--- start Raw records ---

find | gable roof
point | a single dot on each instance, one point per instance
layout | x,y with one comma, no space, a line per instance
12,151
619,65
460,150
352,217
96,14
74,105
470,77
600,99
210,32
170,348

--- end Raw records ---

Instructions for the task:
Return every line of the records above without any change, keeping their original order.

Task result:
find | gable roof
point | a single dot on each instance, one point per instance
layout | x,y with one comma, no space, a line per instance
12,151
619,65
460,150
352,217
96,14
74,105
470,77
600,99
210,32
170,348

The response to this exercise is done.